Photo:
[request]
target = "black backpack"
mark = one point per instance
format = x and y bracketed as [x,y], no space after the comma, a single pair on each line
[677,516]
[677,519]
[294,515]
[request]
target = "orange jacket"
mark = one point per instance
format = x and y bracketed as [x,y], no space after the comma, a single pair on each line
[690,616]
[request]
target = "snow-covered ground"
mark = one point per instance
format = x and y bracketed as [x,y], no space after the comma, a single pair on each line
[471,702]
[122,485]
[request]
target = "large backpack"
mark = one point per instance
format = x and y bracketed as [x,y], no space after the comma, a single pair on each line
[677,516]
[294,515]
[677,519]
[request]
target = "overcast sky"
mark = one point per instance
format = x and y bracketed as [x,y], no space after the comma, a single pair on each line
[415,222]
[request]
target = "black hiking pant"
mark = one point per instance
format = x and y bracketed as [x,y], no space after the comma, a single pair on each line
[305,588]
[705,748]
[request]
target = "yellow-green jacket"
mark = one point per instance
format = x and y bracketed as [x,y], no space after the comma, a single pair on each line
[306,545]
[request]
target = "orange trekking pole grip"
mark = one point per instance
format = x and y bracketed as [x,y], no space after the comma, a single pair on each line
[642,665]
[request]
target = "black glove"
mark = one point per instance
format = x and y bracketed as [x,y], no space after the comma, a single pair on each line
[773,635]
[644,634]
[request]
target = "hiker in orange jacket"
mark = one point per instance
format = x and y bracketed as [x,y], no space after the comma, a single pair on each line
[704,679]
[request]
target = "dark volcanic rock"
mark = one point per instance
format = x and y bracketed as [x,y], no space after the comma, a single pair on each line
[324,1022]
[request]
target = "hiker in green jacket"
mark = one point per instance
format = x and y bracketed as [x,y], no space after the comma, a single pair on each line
○ ○ ○
▶ BRIEF: Your reply should hold all the entries, each repeated without a single change.

▶ OUTPUT:
Photo:
[request]
target = "black backpack"
mark = one point per instance
format = x and y bracketed as [x,y], no space after the comma, a single pair on each line
[677,516]
[677,519]
[294,515]
[request]
target = "orange jacket"
mark = one point per instance
format = x and y bracketed as [x,y], no space after the comma, a single pair on each line
[690,616]
[request]
target = "snow-covered ground"
mark = one point per instance
format = x and y bracketed as [x,y], no space after the comma, a single pair on each line
[471,702]
[122,485]
[request]
target = "large backpack"
mark = one point per instance
format = x and y bracketed as [x,y], no space after the comma, a single pair on each line
[677,516]
[294,515]
[677,519]
[request]
target = "overcast sky"
mark = one point per instance
format = x and y bracketed as [x,y], no space after the comma, a single pair on each line
[415,222]
[request]
target = "black hiking pant"
mark = one point per instance
format = x and y bracketed as [x,y], no space after the comma, a single pair on each line
[305,588]
[705,748]
[request]
target = "yellow-green jacket"
mark = one point per instance
format = x and y bracketed as [x,y], no space after the comma, a single pair on each line
[306,545]
[request]
target = "orange trekking pole grip"
mark = one point per instance
format = x and y bracketed as [x,y], no space after the comma, a single pair on each line
[642,665]
[request]
target = "black glove"
mark = one point per instance
format = x and y bracketed as [x,y], no space after the comma, a single pair on each line
[773,635]
[644,634]
[request]
target = "hiker in orange jacket"
mark = one point per instance
format = x and y bracketed as [x,y], no space after the comma, a single pair on each line
[704,679]
[request]
target = "dark volcanic rock"
mark = one point per instance
format = x and y bracketed as [x,y], no space after the comma, a single pair on each line
[324,1022]
[request]
target = "hiker in green jacket"
mark = one point per instance
format = x and y bracketed as [x,y], no space after the comma, a single pair on each line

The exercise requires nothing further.